Problem to solve:
Put each line of the items below into a Markdown table with the columns "Row" and "Line", numbering the rows and skipping blank lines. Leave the pictures out.

Records provided:
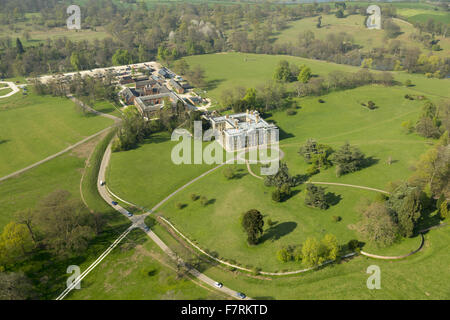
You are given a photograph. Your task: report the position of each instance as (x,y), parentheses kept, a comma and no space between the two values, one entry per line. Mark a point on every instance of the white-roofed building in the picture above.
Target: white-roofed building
(243,130)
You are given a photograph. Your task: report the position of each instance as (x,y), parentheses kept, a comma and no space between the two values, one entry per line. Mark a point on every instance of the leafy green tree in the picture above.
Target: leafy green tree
(405,203)
(16,286)
(305,74)
(282,72)
(65,224)
(228,173)
(121,57)
(311,255)
(330,247)
(378,226)
(15,242)
(348,159)
(315,197)
(253,223)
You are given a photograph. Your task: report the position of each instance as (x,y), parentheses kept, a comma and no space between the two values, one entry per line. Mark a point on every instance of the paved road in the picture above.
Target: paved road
(138,221)
(53,156)
(13,87)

Answer:
| Row | Line |
|---|---|
| 1 | You are given a photograph. Your task: report the position of each instance as (x,y), parentheses kept, a comma and no space between the two values, one entry per line. Mark a point on every instance of the white-roofed building in the picture above. |
| 2 | Target: white-roofed building |
| 3 | (243,130) |
| 4 | You are given a photograph. Your task: report the position of each instance as (x,y), parentheses kept, a comma and no space between the two values, one entry per line. Mark a point on every instance of the leafy green tree in the picture above. |
| 5 | Target: leafy green tree |
| 6 | (405,203) |
| 7 | (16,286) |
| 8 | (305,74) |
| 9 | (282,72) |
| 10 | (65,224) |
| 11 | (228,173) |
| 12 | (121,57) |
| 13 | (311,255) |
| 14 | (330,247) |
| 15 | (378,226) |
| 16 | (15,242) |
| 17 | (348,159) |
| 18 | (315,197) |
| 19 | (253,223) |
| 20 | You are given a photograph. Your task: report the position of each instance as (x,y), parentheses kept, a comma and no space between the two values, one entry per line. Mark a point on every instance of the paved road in the picture above. |
| 21 | Target: paved road |
| 22 | (138,221) |
| 23 | (53,156) |
| 24 | (13,87) |